(What the task requires) Transcribe exactly the lines from the one containing "Study the image above and locate dog's foreleg, returning" through the end of the data, both included. Leave out pictures.

(Phrase grounding data)
....................

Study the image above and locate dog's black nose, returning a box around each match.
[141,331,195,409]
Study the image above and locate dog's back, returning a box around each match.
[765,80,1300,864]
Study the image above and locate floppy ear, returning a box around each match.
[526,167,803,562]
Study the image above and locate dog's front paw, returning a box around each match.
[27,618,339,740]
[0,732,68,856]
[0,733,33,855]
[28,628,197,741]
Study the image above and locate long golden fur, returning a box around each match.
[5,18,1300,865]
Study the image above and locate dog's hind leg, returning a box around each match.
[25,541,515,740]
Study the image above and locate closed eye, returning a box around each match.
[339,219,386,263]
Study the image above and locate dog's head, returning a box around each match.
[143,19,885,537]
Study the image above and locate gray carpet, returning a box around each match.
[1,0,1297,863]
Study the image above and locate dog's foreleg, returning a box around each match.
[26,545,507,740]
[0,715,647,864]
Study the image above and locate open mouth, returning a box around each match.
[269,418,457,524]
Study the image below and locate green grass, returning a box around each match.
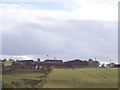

....................

(Reply)
Study the image above and locate dog's foreleg, returning a box around each match.
[26,545,507,740]
[0,715,647,864]
Study the image above and locate open mouth, returning a box around each match.
[269,418,457,524]
Study the image below and locate green grass, returning a box around each match.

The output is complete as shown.